(Excerpts of bounding box data)
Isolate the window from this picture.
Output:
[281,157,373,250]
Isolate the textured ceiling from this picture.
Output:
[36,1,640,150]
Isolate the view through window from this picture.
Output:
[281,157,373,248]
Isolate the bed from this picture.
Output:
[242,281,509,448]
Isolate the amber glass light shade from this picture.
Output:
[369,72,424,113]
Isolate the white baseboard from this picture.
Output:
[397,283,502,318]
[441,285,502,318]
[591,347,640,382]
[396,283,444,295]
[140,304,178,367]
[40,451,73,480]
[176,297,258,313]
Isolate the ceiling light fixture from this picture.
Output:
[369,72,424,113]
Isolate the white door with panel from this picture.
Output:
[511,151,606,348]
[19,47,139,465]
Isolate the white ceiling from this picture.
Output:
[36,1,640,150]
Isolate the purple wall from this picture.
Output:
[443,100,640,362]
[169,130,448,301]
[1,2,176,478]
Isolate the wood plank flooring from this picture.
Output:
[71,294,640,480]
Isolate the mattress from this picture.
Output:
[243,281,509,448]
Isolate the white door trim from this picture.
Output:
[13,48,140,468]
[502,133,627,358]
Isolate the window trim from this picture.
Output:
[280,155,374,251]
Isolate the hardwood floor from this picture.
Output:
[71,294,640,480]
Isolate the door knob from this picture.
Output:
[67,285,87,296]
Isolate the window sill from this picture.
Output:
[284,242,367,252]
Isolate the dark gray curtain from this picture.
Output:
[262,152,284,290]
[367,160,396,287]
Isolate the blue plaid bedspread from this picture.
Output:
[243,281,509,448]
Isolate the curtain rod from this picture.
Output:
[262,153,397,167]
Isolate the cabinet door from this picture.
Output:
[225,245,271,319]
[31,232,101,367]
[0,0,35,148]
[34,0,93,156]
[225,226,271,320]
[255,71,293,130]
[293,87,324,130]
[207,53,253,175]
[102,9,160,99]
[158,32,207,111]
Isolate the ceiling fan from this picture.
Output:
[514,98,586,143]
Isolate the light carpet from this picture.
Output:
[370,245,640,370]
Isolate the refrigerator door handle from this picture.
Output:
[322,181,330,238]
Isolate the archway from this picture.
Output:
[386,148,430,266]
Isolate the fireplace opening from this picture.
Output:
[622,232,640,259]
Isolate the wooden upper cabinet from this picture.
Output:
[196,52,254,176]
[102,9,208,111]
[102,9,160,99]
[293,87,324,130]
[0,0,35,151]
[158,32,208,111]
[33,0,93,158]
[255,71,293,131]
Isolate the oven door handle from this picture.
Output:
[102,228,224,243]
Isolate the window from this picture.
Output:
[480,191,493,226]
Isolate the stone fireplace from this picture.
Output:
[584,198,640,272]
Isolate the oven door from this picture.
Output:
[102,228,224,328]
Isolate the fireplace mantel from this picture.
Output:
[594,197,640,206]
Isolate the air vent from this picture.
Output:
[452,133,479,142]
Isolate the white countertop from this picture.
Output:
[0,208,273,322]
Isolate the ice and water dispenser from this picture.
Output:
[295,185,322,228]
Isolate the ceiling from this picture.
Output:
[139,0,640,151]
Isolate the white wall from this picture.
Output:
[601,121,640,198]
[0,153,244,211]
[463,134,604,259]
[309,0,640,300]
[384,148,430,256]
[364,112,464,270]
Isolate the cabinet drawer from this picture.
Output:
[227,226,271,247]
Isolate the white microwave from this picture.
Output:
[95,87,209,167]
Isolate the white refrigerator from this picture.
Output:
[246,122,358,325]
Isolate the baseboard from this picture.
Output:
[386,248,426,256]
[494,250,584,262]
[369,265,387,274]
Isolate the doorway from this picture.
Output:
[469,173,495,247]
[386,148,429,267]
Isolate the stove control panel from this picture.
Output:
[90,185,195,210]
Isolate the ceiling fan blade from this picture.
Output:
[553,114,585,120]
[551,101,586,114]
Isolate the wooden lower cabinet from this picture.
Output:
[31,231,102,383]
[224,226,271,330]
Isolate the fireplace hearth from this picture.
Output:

→ **CHALLENGE**:
Rewrite every line of the material above as a JSON list of strings, one string per line, leaving out any blank lines.

→ **EXPECTED ANSWER**:
[
  "Isolate the window from this picture.",
  "Output:",
  "[281,157,373,250]",
  "Isolate the textured ceiling from this picture.",
  "Output:",
  "[36,1,640,150]",
  "Isolate the view through window from this picture.",
  "Output:",
  "[281,157,373,248]",
  "Isolate the bed from this picture.",
  "Output:",
  "[242,281,509,448]",
  "Isolate the amber glass light shade from this picture.",
  "Output:",
  "[369,72,424,113]",
  "Isolate the white baseboard from this picture.",
  "Output:",
  "[397,283,502,318]",
  "[441,285,502,318]",
  "[591,347,640,382]",
  "[396,283,444,295]",
  "[140,304,178,367]",
  "[40,451,73,480]",
  "[176,297,258,313]",
  "Isolate the ceiling light fixture from this picture.",
  "Output:",
  "[369,72,424,113]",
  "Isolate the white door with panel from this picture.",
  "Output:",
  "[511,151,606,348]",
  "[19,47,139,465]",
  "Isolate the white ceiling from this picture.",
  "Output:",
  "[36,1,640,150]",
  "Isolate the purple wall from this picture.",
  "Output:",
  "[443,100,640,362]",
  "[169,130,448,301]",
  "[1,2,176,478]",
  "Isolate the wood plank flooring from this picture.",
  "Output:",
  "[71,294,640,480]",
  "Isolate the mattress from this picture.",
  "Output:",
  "[243,281,509,448]",
  "Isolate the white door trim from this picture.",
  "Output:",
  "[13,48,140,468]",
  "[502,133,627,358]",
  "Isolate the window trim from this picture.",
  "Output:",
  "[280,155,374,251]",
  "Isolate the hardwood floor from this picture.",
  "Output:",
  "[71,294,640,480]",
  "Isolate the door knob from this picture.",
  "Output:",
  "[67,285,87,296]",
  "Isolate the window sill from this picture.",
  "Output:",
  "[284,242,367,252]",
  "Isolate the dark gray curtain from this picture.",
  "Output:",
  "[262,152,284,290]",
  "[367,160,396,287]",
  "Isolate the blue plaid bedspread from this picture.",
  "Output:",
  "[243,281,509,448]",
  "Isolate the curtain rod from this picture.",
  "Output:",
  "[262,153,397,167]",
  "Isolate the cabinet door from this picture.",
  "Output:",
  "[225,245,271,319]",
  "[31,232,101,367]",
  "[0,0,35,148]",
  "[34,0,93,156]",
  "[225,226,271,320]",
  "[255,71,293,130]",
  "[293,87,324,130]",
  "[207,53,253,175]",
  "[102,9,160,99]",
  "[158,32,207,111]",
  "Isolate the ceiling fan from this picture.",
  "Output:",
  "[514,98,586,143]",
  "Isolate the light carpet from this picture.",
  "Output:",
  "[370,245,640,370]",
  "Isolate the refrigerator door handle from this picture.",
  "Output:",
  "[322,181,330,238]",
  "Isolate the archway from this picture.",
  "Output:",
  "[386,148,430,266]",
  "Isolate the fireplace opening from this picture.",
  "Output:",
  "[622,232,640,259]",
  "Isolate the wooden upper cabinet from this picture.",
  "Output:",
  "[196,52,254,176]",
  "[102,9,208,111]",
  "[102,9,160,99]",
  "[293,87,324,130]",
  "[0,0,35,151]",
  "[158,32,208,111]",
  "[33,0,93,158]",
  "[255,71,293,131]",
  "Isolate the oven door handle from this picture.",
  "Output:",
  "[102,228,224,243]",
  "Isolate the window from this picture.",
  "Output:",
  "[480,191,493,226]",
  "Isolate the stone fireplace from this picture.",
  "Output:",
  "[584,198,640,272]",
  "Isolate the oven door from this picture.",
  "Output:",
  "[102,228,224,328]",
  "Isolate the fireplace mantel from this picture.",
  "Output:",
  "[594,197,640,206]",
  "Isolate the air vent from this picture.",
  "Output:",
  "[452,133,479,142]",
  "Isolate the white countertop from this picture.",
  "Output:",
  "[0,208,273,322]",
  "Isolate the ice and water dispenser from this picture.",
  "Output:",
  "[295,185,322,228]",
  "Isolate the ceiling from this picture.",
  "Output:",
  "[139,0,640,151]",
  "Isolate the white wall from this picture.",
  "Output:",
  "[601,121,640,198]",
  "[0,153,244,211]",
  "[463,134,604,259]",
  "[309,0,640,300]",
  "[384,148,430,256]",
  "[364,112,464,270]",
  "Isolate the cabinet drawer from this picture.",
  "Output:",
  "[227,226,271,247]",
  "Isolate the white microwave from this picture.",
  "Output:",
  "[95,87,209,167]",
  "Isolate the white refrigerator from this picture.",
  "Output:",
  "[246,122,358,325]",
  "Isolate the baseboard from this picture.",
  "Output:",
  "[386,248,426,256]",
  "[494,250,584,262]",
  "[369,265,387,274]",
  "Isolate the doorway from this picture.",
  "Output:",
  "[469,173,495,247]",
  "[386,148,429,267]",
  "Isolate the stove control panel from this picture.",
  "Output:",
  "[90,185,195,210]",
  "Isolate the ceiling fan blade from this picture.",
  "Output:",
  "[553,114,585,120]",
  "[551,101,586,114]",
  "Isolate the wooden lower cabinet from this picture.",
  "Output:",
  "[31,231,102,383]",
  "[224,226,271,330]",
  "Isolate the fireplace hearth from this picture.",
  "Output:"
]